Exercise task 1: According to the book review, what does the name Duane actually mean?
Exercise task 2: Quote the passage of the book review starting with "On the one hand, I" and going on through "were just awful.".

Text segment:
====
The plot was interesting. Inventive, different, refreshing. The facts she shared about various things she based the story on read too formal for the rest of the writing style: for example, when she shares about the pressure needed to break an arm, or about the details of the eclipse cycle. It certainly moved at a quick pace and I stayed up later to read it, so it IS compelling.
I liked that she had different races than all white. Thank you. She labels and describes and equalizes, which I like. She didn't give too many descriptors of Alex Massri's hired arm other than he had tattoos, a low IQ, his name was Duane and Sam calls him a Gorilla. She does not come out and give him a race. HOWEVER, Duane actually means dark or black. So, I found it highly offensive that she used a gorilla as the descriptor. It is racist. Whether intended or not, I am surprised no one caught this, or that the author had this blind spot. Additionally when she describe Massri she says she is beautiful, then says she has a Barbie sculpted body. Barbie is a completely unattainable ideal. No thanks. Girls already have enough media hurled at them about what they "should" look like. Some of the phrases used in the book (Sam: didn't know why Renee was so irritable, but it was probably some girl thing he didn't want to know about. Sam: now he was surrounded by two silly, superstitious females. Gamma Didi: they don't want to talk to an old woman like me. ) were sexist and ageist which I have no tolerance for, ESPECIALLY from a female writer!
On the one hand, I get it. Sam and Renee are outcasts, not very cool, etc, and maybe teenagers will relate to that. A lot of the school interactions were what any parent hopes school is not like, episodes of bullying for Sam, they were just awful.
The two descriptions of birth are somewhat at odds. First you have Helen having a baby alone, but her mother was a midwife, but also her mother died and she was only in town because of the funeral, I guess they were estranged, and her husband wasn't with her because he hated her mother (nice). Then you have Renee's father relating that her mother was unconscious for her birth and thinks it is the best way to have a baby. Both descriptions make birth something to fear. I think that is lazy writing because that is universally what is written in fiction about having a baby. So, that part was not original and was, again, something that I really despise seeing from a female author.
So, should you read it? yes. Resoundingly. I am being more specific than I usually am in reviews because, let's be honest, I have a newborn and have the downtime to give a solid review. I think it could have certainly benefitted from a good editor and I applaud Brown's obvious imaginative weaving of a story. I look forward to reading the other two books and will continue as she evolves and matures as a writer. I am glad I read it. Writing a book is a huge accomplishment!
====
Listing:
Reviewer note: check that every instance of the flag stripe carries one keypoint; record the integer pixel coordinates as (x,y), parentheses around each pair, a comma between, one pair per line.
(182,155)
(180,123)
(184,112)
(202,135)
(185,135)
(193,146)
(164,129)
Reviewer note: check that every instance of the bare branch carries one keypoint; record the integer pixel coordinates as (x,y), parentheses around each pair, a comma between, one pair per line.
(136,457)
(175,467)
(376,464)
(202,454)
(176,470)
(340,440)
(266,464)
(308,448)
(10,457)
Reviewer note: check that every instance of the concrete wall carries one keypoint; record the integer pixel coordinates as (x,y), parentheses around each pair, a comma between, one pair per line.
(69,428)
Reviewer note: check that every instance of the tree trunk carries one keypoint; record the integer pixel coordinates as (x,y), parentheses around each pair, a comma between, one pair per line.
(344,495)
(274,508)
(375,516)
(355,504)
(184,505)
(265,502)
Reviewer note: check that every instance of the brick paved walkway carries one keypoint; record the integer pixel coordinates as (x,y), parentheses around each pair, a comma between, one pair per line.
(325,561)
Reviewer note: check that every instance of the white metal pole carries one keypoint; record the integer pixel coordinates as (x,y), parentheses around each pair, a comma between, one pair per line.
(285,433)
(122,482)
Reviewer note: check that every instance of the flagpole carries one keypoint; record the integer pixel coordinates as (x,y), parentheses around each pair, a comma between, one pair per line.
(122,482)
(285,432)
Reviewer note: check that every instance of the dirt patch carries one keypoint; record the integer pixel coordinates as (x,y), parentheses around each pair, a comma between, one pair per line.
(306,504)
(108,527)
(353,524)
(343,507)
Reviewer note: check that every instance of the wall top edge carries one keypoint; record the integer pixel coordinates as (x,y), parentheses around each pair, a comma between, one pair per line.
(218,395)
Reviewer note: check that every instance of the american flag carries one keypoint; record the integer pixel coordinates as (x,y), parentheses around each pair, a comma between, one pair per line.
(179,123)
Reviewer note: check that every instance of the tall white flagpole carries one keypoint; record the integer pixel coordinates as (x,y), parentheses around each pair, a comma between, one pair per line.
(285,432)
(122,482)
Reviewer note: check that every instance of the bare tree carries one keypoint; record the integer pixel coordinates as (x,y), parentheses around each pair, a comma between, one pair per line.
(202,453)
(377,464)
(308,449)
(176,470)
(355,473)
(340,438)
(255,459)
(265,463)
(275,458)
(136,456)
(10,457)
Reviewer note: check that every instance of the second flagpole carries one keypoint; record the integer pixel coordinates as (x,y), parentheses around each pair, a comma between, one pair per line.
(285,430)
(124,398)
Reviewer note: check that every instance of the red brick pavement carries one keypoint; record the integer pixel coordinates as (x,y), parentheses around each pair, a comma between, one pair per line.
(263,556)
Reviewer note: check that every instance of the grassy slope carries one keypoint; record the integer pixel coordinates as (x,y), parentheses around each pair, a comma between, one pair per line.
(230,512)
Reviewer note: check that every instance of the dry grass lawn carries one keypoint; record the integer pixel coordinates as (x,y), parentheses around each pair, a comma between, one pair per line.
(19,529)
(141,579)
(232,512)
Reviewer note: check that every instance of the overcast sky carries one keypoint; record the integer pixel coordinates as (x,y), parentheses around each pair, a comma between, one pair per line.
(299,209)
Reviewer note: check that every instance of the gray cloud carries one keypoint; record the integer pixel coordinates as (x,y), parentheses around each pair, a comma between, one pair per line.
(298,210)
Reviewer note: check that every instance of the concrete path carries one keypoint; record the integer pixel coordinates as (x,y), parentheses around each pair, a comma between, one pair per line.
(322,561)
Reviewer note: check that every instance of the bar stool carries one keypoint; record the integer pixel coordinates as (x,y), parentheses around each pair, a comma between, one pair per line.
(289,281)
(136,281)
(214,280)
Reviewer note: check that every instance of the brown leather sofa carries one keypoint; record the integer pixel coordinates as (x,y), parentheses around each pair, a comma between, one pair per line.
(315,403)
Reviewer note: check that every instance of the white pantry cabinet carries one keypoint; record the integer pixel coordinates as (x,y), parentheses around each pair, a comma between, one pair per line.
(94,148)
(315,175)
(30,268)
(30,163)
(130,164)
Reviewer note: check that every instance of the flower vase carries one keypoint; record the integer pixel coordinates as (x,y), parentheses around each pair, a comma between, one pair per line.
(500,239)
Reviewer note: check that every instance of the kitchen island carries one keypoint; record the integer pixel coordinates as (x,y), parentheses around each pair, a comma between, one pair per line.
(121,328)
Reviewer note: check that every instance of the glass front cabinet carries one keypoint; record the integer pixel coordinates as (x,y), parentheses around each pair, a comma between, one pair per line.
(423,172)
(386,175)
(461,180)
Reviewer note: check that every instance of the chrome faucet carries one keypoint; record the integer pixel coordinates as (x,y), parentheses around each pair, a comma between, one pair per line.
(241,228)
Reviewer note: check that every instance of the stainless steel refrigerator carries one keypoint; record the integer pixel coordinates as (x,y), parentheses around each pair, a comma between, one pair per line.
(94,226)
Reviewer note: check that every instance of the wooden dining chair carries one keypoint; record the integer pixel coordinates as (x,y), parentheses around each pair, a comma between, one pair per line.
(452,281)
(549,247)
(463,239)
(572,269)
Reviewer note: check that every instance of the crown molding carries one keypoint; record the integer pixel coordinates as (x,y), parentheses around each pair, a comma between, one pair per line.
====
Exercise output 1: Dark or black.

Exercise output 2:
On the one hand, I get it. Sam and Renee are outcasts, not very cool, etc, and maybe teenagers will relate to that. A lot of the school interactions were what any parent hopes school is not like, episodes of bullying for Sam, they were just awful.